──────── Given data
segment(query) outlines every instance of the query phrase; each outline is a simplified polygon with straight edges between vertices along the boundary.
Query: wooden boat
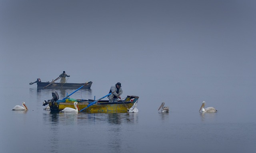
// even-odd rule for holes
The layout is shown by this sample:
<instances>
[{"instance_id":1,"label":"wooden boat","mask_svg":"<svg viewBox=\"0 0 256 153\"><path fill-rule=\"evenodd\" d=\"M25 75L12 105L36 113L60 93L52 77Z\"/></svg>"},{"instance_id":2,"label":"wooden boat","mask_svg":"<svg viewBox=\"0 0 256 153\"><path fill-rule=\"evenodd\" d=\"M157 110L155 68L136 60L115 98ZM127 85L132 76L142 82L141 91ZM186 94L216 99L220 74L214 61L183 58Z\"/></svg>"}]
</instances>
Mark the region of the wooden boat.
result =
<instances>
[{"instance_id":1,"label":"wooden boat","mask_svg":"<svg viewBox=\"0 0 256 153\"><path fill-rule=\"evenodd\" d=\"M68 98L64 100L53 101L48 104L51 111L53 111L58 112L67 107L74 109L74 103L77 101L79 109L82 110L82 111L90 113L127 113L134 103L138 102L138 98L139 97L137 96L128 95L124 101L109 103L108 100L95 101L93 99L84 100ZM96 101L96 102L95 102ZM91 103L93 104L88 107L88 105ZM88 108L84 109L87 107Z\"/></svg>"},{"instance_id":2,"label":"wooden boat","mask_svg":"<svg viewBox=\"0 0 256 153\"><path fill-rule=\"evenodd\" d=\"M81 86L84 85L86 83L60 83L54 82L54 80L51 82L49 81L44 82L41 81L40 78L38 78L37 80L34 82L30 82L29 84L30 85L36 83L37 84L37 88L40 89L77 89ZM92 84L92 82L90 81L87 82L87 83L84 85L82 89L89 89L91 88Z\"/></svg>"}]
</instances>

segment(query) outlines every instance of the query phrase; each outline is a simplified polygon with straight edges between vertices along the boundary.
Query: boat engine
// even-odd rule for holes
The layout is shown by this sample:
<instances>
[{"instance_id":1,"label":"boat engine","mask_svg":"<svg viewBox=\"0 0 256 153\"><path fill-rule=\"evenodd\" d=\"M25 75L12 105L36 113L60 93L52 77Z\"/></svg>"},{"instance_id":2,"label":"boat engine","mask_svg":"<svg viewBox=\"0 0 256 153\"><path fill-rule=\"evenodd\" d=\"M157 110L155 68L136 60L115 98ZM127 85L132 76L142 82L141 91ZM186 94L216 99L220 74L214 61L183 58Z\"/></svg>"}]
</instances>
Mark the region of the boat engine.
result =
<instances>
[{"instance_id":1,"label":"boat engine","mask_svg":"<svg viewBox=\"0 0 256 153\"><path fill-rule=\"evenodd\" d=\"M54 92L52 92L52 98L50 100L48 100L47 101L46 100L45 100L44 102L43 103L43 106L45 106L51 102L53 103L54 102L57 101L59 99L59 95L58 94L57 92L54 91Z\"/></svg>"},{"instance_id":2,"label":"boat engine","mask_svg":"<svg viewBox=\"0 0 256 153\"><path fill-rule=\"evenodd\" d=\"M36 81L34 81L34 82L31 82L29 84L30 84L30 85L32 85L34 83L38 83L38 82L41 82L41 79L40 79L40 78L37 78L37 79L36 79Z\"/></svg>"}]
</instances>

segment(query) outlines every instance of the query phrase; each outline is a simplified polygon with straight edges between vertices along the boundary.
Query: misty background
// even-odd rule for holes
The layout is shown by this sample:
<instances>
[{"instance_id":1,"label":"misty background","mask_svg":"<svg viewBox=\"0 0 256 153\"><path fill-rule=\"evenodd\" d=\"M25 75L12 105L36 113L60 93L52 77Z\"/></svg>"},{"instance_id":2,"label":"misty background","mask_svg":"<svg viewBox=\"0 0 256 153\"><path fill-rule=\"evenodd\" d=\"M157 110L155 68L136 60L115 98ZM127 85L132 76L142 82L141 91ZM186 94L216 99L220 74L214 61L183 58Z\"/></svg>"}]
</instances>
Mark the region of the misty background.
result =
<instances>
[{"instance_id":1,"label":"misty background","mask_svg":"<svg viewBox=\"0 0 256 153\"><path fill-rule=\"evenodd\" d=\"M256 25L252 0L0 0L0 152L253 152ZM93 82L70 97L120 82L138 113L43 110L74 90L29 83L63 71Z\"/></svg>"}]
</instances>

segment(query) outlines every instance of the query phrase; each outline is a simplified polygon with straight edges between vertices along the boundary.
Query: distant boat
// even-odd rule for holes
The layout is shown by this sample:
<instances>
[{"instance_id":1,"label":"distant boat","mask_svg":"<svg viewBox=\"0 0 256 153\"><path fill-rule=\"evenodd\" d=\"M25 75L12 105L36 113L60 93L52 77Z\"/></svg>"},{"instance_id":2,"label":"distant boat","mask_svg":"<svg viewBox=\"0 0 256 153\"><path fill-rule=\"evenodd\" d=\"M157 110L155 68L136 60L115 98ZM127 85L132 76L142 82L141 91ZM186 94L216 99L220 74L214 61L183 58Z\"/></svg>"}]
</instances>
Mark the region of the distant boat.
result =
<instances>
[{"instance_id":1,"label":"distant boat","mask_svg":"<svg viewBox=\"0 0 256 153\"><path fill-rule=\"evenodd\" d=\"M42 82L40 78L38 78L34 82L30 82L29 84L32 85L34 83L36 83L37 84L37 88L40 89L77 89L81 86L84 85L86 83L60 83L54 82L54 81L52 82ZM82 89L90 89L92 82L88 82L84 86Z\"/></svg>"}]
</instances>

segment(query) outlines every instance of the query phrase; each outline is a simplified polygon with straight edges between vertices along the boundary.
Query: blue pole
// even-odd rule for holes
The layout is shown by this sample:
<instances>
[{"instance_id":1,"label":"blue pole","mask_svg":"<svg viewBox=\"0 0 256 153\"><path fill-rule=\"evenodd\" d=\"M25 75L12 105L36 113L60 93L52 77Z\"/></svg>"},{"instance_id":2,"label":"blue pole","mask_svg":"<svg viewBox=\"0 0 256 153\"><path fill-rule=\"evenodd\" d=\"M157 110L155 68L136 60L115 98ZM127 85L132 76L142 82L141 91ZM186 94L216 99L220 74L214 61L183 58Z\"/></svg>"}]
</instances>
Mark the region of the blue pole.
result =
<instances>
[{"instance_id":1,"label":"blue pole","mask_svg":"<svg viewBox=\"0 0 256 153\"><path fill-rule=\"evenodd\" d=\"M85 85L86 85L86 84L87 84L87 83L88 83L88 82L86 82L85 84L84 84L84 85L83 85L81 86L80 87L79 87L79 88L78 88L78 89L77 89L76 90L75 90L74 92L73 92L72 93L71 93L69 95L67 95L65 98L62 99L62 100L65 100L66 99L67 99L67 98L68 98L68 97L70 96L70 95L72 95L75 92L77 91L78 90L79 90L80 89L82 88L82 87L84 87L84 86Z\"/></svg>"},{"instance_id":2,"label":"blue pole","mask_svg":"<svg viewBox=\"0 0 256 153\"><path fill-rule=\"evenodd\" d=\"M114 92L115 92L115 91L114 91ZM88 107L90 107L90 106L91 106L92 105L94 104L94 103L97 103L97 102L99 100L100 100L102 99L103 99L103 98L105 98L105 97L107 97L107 96L108 96L108 95L111 95L111 94L112 94L112 93L113 93L113 92L110 93L108 93L108 94L107 94L107 95L105 95L105 96L103 96L103 97L102 97L101 98L100 98L99 99L98 99L98 100L96 100L96 101L94 101L94 102L92 102L92 103L90 103L90 104L88 105L87 105L87 107L86 107L84 108L83 108L82 109L81 109L81 110L80 110L80 111L83 111L84 110L84 109L86 109L86 108L88 108Z\"/></svg>"}]
</instances>

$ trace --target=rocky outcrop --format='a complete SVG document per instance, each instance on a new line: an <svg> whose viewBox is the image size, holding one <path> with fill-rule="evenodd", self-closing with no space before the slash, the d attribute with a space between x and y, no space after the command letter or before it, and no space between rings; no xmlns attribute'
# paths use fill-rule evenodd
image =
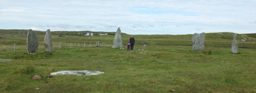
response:
<svg viewBox="0 0 256 93"><path fill-rule="evenodd" d="M238 43L237 41L237 35L236 33L234 34L232 41L232 45L231 46L230 52L232 53L237 53L238 52Z"/></svg>
<svg viewBox="0 0 256 93"><path fill-rule="evenodd" d="M205 33L195 33L193 35L192 41L193 43L192 50L203 50L204 49Z"/></svg>
<svg viewBox="0 0 256 93"><path fill-rule="evenodd" d="M28 30L27 38L27 52L28 54L36 53L38 48L38 39L36 33L32 29Z"/></svg>
<svg viewBox="0 0 256 93"><path fill-rule="evenodd" d="M47 30L46 33L44 36L44 45L45 48L45 51L46 52L53 51L53 47L52 44L52 34L50 29Z"/></svg>
<svg viewBox="0 0 256 93"><path fill-rule="evenodd" d="M112 45L112 48L124 48L124 45L123 44L123 41L121 36L121 30L120 28L118 28L117 32L115 33L115 38L114 39L113 44Z"/></svg>

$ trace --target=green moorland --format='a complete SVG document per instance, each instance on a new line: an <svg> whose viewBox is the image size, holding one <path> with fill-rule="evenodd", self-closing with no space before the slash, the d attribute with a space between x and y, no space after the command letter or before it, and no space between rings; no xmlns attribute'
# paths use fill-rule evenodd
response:
<svg viewBox="0 0 256 93"><path fill-rule="evenodd" d="M26 53L27 37L20 34L0 35L0 58L14 60L0 62L1 92L256 92L256 39L247 35L238 35L238 39L246 40L238 41L239 52L233 54L229 33L206 33L204 51L191 50L192 35L134 35L134 50L129 52L128 35L122 36L126 49L121 49L103 45L112 44L113 35L52 33L54 51L40 53L45 49L44 37L38 35L37 54L32 55ZM97 41L102 47L95 46ZM105 73L45 77L58 71L85 70ZM43 79L32 80L36 75Z"/></svg>

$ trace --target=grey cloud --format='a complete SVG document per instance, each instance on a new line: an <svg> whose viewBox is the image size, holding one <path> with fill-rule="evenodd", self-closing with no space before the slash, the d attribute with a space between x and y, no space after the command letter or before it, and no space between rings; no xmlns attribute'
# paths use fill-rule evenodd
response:
<svg viewBox="0 0 256 93"><path fill-rule="evenodd" d="M138 31L138 30L137 29L132 29L132 30L133 31Z"/></svg>
<svg viewBox="0 0 256 93"><path fill-rule="evenodd" d="M74 26L77 28L86 28L87 26L83 25L76 25Z"/></svg>
<svg viewBox="0 0 256 93"><path fill-rule="evenodd" d="M95 26L93 25L87 25L88 26L89 26L89 27L91 28L96 28L96 26Z"/></svg>
<svg viewBox="0 0 256 93"><path fill-rule="evenodd" d="M115 23L111 24L110 23L107 23L106 24L104 25L104 25L104 26L107 28L112 28L113 27L117 27L117 25L115 25Z"/></svg>
<svg viewBox="0 0 256 93"><path fill-rule="evenodd" d="M136 26L136 25L133 24L132 26L132 27L133 28L137 28L137 26Z"/></svg>
<svg viewBox="0 0 256 93"><path fill-rule="evenodd" d="M144 28L144 27L145 27L143 25L139 24L133 24L133 25L132 26L132 27L133 28L137 28L138 26L139 26L142 28Z"/></svg>
<svg viewBox="0 0 256 93"><path fill-rule="evenodd" d="M249 22L249 23L256 23L256 20L254 22Z"/></svg>
<svg viewBox="0 0 256 93"><path fill-rule="evenodd" d="M68 24L68 23L59 23L59 25L60 25L66 26L70 26L70 25L69 25L69 24Z"/></svg>
<svg viewBox="0 0 256 93"><path fill-rule="evenodd" d="M148 24L148 26L155 26L154 25L151 24L151 24Z"/></svg>

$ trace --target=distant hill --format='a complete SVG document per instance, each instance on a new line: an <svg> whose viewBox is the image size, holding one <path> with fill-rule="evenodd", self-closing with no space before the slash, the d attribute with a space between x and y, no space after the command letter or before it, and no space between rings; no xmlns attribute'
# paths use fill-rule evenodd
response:
<svg viewBox="0 0 256 93"><path fill-rule="evenodd" d="M26 36L28 33L27 29L0 29L0 36ZM37 35L45 35L46 31L34 31ZM78 35L78 33L82 33L85 34L87 32L93 33L94 34L99 33L108 33L110 35L115 35L115 32L92 32L90 31L51 31L52 35ZM121 35L127 35L128 34L121 33Z"/></svg>
<svg viewBox="0 0 256 93"><path fill-rule="evenodd" d="M251 37L254 38L256 38L256 33L246 33L246 34L243 34L244 35L246 35L247 36L248 36L249 37Z"/></svg>

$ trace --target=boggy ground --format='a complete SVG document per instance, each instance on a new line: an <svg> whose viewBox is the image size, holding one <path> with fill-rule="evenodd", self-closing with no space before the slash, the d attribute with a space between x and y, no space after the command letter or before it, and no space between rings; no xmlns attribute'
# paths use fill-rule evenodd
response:
<svg viewBox="0 0 256 93"><path fill-rule="evenodd" d="M239 52L232 54L230 52L232 38L215 38L207 35L205 48L210 52L191 51L192 35L134 35L136 43L134 51L130 52L125 46L125 49L95 46L96 41L102 45L111 44L114 36L53 35L54 51L40 54L44 49L43 38L39 36L35 55L25 53L26 37L5 36L0 39L0 58L14 60L0 62L0 92L166 93L173 89L177 93L256 92L255 41L238 41ZM122 36L124 46L129 37ZM72 42L71 49L68 42ZM15 53L14 43L18 44ZM94 44L90 48L90 43ZM144 46L145 43L148 44ZM137 50L142 49L144 51ZM84 70L105 73L45 77L58 71ZM43 79L32 80L36 75ZM36 90L37 86L40 89Z"/></svg>

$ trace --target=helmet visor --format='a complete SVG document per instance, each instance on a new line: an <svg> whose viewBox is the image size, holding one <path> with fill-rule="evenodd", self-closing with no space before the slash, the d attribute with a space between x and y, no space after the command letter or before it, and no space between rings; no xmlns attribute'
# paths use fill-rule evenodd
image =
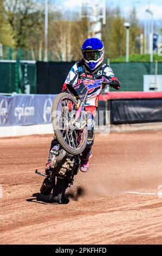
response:
<svg viewBox="0 0 162 256"><path fill-rule="evenodd" d="M83 55L87 60L96 60L102 54L102 51L83 51Z"/></svg>

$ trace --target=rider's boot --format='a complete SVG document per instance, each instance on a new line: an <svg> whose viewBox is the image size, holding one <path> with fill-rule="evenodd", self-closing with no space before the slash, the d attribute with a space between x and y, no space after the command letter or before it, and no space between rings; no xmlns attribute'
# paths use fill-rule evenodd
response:
<svg viewBox="0 0 162 256"><path fill-rule="evenodd" d="M55 178L51 179L50 173L43 180L40 188L41 193L45 196L50 194L55 185Z"/></svg>
<svg viewBox="0 0 162 256"><path fill-rule="evenodd" d="M91 150L88 153L87 156L85 157L85 156L81 156L81 164L80 169L83 173L86 173L89 169L89 161L90 157L92 156Z"/></svg>

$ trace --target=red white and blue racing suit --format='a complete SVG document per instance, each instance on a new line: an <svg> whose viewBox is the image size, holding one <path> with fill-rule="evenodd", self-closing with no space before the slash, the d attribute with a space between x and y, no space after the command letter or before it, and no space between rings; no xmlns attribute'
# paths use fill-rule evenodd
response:
<svg viewBox="0 0 162 256"><path fill-rule="evenodd" d="M93 71L88 69L85 66L83 60L76 62L70 70L67 77L63 84L62 92L68 92L67 88L67 84L70 84L74 86L80 83L83 78L87 78L88 80L101 80L105 83L110 84L116 89L120 88L120 83L117 86L113 86L112 84L112 81L119 82L114 76L114 74L111 68L106 64L102 63L98 68ZM87 113L88 119L88 139L87 146L82 153L81 160L86 161L88 159L91 154L91 149L94 143L94 117L95 116L96 110L98 105L98 99L102 90L105 86L102 84L101 86L92 90L88 93L88 100L86 104L86 111ZM54 154L57 152L59 145L56 138L51 142L51 148L48 162L46 164L46 169L50 168L50 164Z"/></svg>

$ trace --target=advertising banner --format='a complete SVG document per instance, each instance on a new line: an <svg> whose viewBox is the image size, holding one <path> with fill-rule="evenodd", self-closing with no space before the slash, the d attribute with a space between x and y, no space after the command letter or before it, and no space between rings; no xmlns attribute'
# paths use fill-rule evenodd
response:
<svg viewBox="0 0 162 256"><path fill-rule="evenodd" d="M55 95L0 95L0 126L29 125L51 123Z"/></svg>

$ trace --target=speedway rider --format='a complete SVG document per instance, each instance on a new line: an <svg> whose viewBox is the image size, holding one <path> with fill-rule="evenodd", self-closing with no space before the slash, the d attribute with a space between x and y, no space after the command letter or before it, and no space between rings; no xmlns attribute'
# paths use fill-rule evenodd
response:
<svg viewBox="0 0 162 256"><path fill-rule="evenodd" d="M76 62L70 70L63 86L62 92L68 92L67 84L77 84L85 77L93 80L103 79L105 83L119 90L121 83L114 76L109 66L103 63L104 46L103 42L98 38L89 38L84 42L82 48L83 58ZM102 86L102 89L105 87ZM88 118L88 140L87 146L82 153L80 159L80 170L87 172L89 168L89 160L92 156L91 149L94 143L94 117L98 107L98 99L102 90L98 90L95 93L89 95L86 105L86 111ZM51 142L48 161L46 163L46 172L48 173L51 159L59 149L59 145L56 138Z"/></svg>

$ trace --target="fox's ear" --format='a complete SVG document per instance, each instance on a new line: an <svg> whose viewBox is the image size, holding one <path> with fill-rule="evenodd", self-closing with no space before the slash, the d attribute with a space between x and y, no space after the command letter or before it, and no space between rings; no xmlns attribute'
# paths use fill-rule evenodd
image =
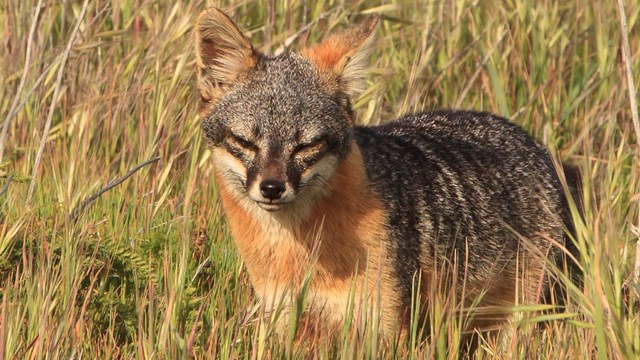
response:
<svg viewBox="0 0 640 360"><path fill-rule="evenodd" d="M355 97L364 88L364 78L373 49L380 17L370 15L359 25L329 36L319 44L301 51L318 70L329 72L341 91Z"/></svg>
<svg viewBox="0 0 640 360"><path fill-rule="evenodd" d="M216 8L203 11L196 22L198 91L211 102L257 63L249 39L225 13Z"/></svg>

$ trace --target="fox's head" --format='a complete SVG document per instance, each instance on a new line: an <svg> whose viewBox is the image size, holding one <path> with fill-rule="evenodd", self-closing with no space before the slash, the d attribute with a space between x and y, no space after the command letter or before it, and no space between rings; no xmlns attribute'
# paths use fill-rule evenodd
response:
<svg viewBox="0 0 640 360"><path fill-rule="evenodd" d="M218 9L196 24L202 128L234 196L277 211L318 194L350 151L378 17L313 47L259 53ZM299 201L299 200L298 200Z"/></svg>

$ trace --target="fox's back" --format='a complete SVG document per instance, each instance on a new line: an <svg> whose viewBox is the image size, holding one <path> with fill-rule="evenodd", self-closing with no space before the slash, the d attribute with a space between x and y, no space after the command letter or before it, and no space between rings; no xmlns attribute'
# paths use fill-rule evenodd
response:
<svg viewBox="0 0 640 360"><path fill-rule="evenodd" d="M486 113L354 126L378 21L268 56L220 10L198 18L202 129L254 289L275 307L311 274L316 329L340 328L352 299L356 313L379 310L385 331L406 328L413 290L427 306L431 295L416 285L441 270L464 277L443 289L464 307L481 294L502 309L536 301L569 219L553 161ZM489 315L473 326L505 318Z"/></svg>
<svg viewBox="0 0 640 360"><path fill-rule="evenodd" d="M355 137L372 196L388 205L387 246L408 280L401 282L405 298L414 274L444 259L457 256L461 274L485 282L518 249L544 253L545 239L563 236L564 195L553 162L505 119L430 112L358 127Z"/></svg>

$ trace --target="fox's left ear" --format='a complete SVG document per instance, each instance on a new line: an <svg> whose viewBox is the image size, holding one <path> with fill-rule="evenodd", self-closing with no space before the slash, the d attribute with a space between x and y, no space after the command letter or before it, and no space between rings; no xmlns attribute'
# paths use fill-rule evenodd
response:
<svg viewBox="0 0 640 360"><path fill-rule="evenodd" d="M364 89L369 55L380 17L370 15L357 26L329 36L319 44L302 49L321 72L338 82L339 90L355 97Z"/></svg>
<svg viewBox="0 0 640 360"><path fill-rule="evenodd" d="M217 8L198 16L195 36L198 91L202 101L209 103L253 68L258 55L233 20Z"/></svg>

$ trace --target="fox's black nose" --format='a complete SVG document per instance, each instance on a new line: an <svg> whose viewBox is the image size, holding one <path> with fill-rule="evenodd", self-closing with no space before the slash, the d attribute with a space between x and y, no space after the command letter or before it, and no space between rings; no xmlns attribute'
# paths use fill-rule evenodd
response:
<svg viewBox="0 0 640 360"><path fill-rule="evenodd" d="M280 180L267 179L260 183L262 196L269 200L278 200L284 193L285 186Z"/></svg>

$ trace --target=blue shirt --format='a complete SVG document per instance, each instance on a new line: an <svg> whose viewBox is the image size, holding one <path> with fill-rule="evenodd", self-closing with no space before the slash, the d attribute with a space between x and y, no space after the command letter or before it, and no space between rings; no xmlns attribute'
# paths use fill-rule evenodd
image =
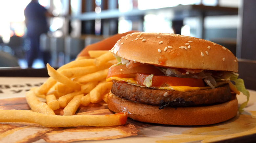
────────────────
→ Required task: Report each line of the material that contains the string "region", copying every such line in full.

→ The completed task:
Mark the region of the wooden boat.
Mark the region of the boat engine.
Mark the region of the misty background.
Mark the region of the distant boat.
Mark the region of the blue pole.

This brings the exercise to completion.